**Consegna A**: Estrai dal testo sull'atteggiamento in difesa il passo che comincia con "Risuonano più che" e prosegue fino a "tecnica o l’atteggiamento.".
----
L’atteggiamento e la mentalità prima di tutto.
Risuonano più che mai attuali e focused le parole di coach Martin di qualche giorno fa in risposta alla (splendida) domanda di un bambino reporter (già famoso per questo scambio di battute con coach Calipari a novembre… e il Calippo è sembrato divertito ancorché stimolato) su cosa fosse più importante in difesa, se la tecnica o l’atteggiamento.
----
**Consegna B**: Converti in una lista JSON di stringhe le righe dell'elenco, a partire dalla riga con "One pin marks each instance of the jeep hood." (inclusa) e fino alla fine dell'elenco, con una stringa per riga e senza le righe vuote.

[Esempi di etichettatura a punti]
----
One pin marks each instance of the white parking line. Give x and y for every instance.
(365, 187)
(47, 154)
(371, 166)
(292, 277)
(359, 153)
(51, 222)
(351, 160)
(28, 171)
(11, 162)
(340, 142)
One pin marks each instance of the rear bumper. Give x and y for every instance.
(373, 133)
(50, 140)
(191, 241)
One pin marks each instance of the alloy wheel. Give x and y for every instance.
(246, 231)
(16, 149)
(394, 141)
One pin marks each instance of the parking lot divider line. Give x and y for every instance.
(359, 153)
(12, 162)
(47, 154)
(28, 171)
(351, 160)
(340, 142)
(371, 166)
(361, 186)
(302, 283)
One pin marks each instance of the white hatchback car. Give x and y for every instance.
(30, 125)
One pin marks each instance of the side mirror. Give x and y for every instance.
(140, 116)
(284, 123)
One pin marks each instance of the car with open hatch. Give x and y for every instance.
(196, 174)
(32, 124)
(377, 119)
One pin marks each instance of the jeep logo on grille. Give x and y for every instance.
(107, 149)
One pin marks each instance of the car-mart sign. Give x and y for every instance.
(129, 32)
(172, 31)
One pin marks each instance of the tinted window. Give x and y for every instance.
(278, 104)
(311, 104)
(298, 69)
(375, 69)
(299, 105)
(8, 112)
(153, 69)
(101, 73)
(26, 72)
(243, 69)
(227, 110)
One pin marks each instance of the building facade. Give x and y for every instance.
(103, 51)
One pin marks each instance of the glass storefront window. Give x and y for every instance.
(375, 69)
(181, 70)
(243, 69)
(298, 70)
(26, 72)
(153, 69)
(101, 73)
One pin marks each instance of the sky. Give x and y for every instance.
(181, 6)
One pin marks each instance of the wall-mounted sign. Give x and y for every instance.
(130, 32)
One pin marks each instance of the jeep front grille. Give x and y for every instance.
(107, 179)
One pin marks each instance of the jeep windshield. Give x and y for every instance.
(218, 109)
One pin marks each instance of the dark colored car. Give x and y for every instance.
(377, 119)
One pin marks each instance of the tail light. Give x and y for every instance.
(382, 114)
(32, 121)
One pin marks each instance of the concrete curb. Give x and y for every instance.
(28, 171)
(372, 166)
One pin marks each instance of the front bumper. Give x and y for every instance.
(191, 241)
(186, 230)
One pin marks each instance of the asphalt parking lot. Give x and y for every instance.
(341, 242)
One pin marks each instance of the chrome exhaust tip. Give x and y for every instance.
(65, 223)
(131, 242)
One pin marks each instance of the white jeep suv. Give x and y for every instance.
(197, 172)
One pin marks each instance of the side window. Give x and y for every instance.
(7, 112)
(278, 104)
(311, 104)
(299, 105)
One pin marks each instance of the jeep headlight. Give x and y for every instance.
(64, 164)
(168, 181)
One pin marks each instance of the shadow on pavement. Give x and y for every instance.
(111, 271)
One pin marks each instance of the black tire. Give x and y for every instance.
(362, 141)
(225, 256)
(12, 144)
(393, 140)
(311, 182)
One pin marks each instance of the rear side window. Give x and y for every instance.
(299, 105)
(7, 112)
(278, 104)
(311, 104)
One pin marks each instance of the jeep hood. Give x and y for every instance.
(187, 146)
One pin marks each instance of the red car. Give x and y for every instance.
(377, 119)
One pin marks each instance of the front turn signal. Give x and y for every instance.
----
**Risposta completa A**:
Risuonano più che mai attuali e focused le parole di coach Martin di qualche giorno fa in risposta alla (splendida) domanda di un bambino reporter (già famoso per questo scambio di battute con coach Calipari a novembre… e il Calippo è sembrato divertito ancorché stimolato) su cosa fosse più importante in difesa, se la tecnica o l’atteggiamento.

**Risposta completa B**:
[
  "One pin marks each instance of the jeep hood. Give x and y for every instance.",
  "(187, 146)",
  "One pin marks each instance of the red car. Give x and y for every instance.",
  "(377, 119)",
  "One pin marks each instance of the front turn signal. Give x and y for every instance."
]